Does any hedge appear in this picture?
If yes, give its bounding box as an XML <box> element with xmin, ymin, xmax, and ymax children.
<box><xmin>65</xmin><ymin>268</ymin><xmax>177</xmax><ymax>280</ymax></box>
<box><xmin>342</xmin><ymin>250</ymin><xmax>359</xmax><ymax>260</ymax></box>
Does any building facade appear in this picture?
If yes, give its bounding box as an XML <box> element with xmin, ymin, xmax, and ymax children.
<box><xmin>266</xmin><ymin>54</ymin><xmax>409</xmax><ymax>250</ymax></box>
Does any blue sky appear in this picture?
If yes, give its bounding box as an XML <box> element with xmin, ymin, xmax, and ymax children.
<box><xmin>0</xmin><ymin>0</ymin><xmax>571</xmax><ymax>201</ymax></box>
#####
◆ TO BE DONE
Copy the records above verbatim, reproducing every line without change.

◆ WRITTEN ANSWER
Does any hedge appear in this picture?
If yes, give its bounding box as an XML <box> element with xmin, ymin, xmax, and ymax children.
<box><xmin>65</xmin><ymin>268</ymin><xmax>177</xmax><ymax>280</ymax></box>
<box><xmin>342</xmin><ymin>250</ymin><xmax>359</xmax><ymax>260</ymax></box>
Does any building facade appear in this picture?
If yes, give its bounding box as an XML <box> element with xmin, ymin, xmax, and ymax children.
<box><xmin>266</xmin><ymin>54</ymin><xmax>409</xmax><ymax>250</ymax></box>
Does any blue sky appear in this picture?
If yes, give its bounding box as an XML <box> element with xmin, ymin, xmax, and ymax children.
<box><xmin>0</xmin><ymin>0</ymin><xmax>571</xmax><ymax>201</ymax></box>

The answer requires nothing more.